*** PROVIDED RECORDS ***

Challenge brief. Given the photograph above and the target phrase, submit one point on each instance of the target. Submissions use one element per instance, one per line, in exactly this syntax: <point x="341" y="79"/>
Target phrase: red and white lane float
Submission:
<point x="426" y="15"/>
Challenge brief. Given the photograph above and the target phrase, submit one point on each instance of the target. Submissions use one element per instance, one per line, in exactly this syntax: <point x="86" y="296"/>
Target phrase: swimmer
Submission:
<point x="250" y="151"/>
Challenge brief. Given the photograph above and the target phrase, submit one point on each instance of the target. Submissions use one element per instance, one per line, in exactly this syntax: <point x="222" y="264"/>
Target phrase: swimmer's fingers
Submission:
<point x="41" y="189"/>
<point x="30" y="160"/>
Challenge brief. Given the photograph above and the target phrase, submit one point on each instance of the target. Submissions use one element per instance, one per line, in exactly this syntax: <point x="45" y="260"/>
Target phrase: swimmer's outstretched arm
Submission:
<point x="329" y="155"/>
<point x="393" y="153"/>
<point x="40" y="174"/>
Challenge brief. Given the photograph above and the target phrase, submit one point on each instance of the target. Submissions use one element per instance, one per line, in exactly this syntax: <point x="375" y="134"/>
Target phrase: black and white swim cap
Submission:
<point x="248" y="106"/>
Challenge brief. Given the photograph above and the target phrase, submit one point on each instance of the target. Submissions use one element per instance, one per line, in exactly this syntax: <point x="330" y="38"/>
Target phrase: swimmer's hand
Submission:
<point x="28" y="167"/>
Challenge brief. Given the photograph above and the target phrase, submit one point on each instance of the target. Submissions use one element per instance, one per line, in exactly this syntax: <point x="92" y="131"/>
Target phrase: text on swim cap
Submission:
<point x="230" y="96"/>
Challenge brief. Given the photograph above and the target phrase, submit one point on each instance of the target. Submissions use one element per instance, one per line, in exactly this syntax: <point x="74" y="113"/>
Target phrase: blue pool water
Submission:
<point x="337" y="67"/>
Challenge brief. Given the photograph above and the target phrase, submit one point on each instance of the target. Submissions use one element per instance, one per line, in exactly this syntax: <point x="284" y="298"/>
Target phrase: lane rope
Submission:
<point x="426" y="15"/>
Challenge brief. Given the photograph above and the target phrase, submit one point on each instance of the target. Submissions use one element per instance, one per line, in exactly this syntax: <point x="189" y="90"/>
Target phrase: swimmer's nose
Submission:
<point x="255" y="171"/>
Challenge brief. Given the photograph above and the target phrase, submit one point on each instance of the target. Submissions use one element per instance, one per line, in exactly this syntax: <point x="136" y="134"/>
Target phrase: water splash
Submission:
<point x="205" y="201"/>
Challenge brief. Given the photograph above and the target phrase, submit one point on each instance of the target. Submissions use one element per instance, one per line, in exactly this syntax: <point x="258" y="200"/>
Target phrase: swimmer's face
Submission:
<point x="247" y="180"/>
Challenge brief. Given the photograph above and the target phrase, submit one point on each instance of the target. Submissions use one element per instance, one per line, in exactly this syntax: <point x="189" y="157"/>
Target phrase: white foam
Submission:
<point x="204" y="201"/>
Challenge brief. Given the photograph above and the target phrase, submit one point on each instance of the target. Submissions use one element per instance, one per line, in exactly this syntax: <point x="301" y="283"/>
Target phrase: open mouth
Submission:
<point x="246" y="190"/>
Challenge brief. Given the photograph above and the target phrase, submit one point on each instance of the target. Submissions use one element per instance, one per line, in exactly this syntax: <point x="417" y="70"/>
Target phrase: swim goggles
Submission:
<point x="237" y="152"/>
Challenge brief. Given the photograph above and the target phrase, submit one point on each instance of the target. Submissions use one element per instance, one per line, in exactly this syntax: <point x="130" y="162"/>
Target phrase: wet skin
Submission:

***

AIM OF THE EXERCISE
Go through the records above. Copy each line in which the string "swimmer" appears.

SOLUTION FOR THIS TASK
Target phrase: swimmer
Target phrase: swimmer's fingers
Target phrase: swimmer's outstretched arm
Target phrase: swimmer's hand
Target phrase: swimmer's nose
Target phrase: swimmer's face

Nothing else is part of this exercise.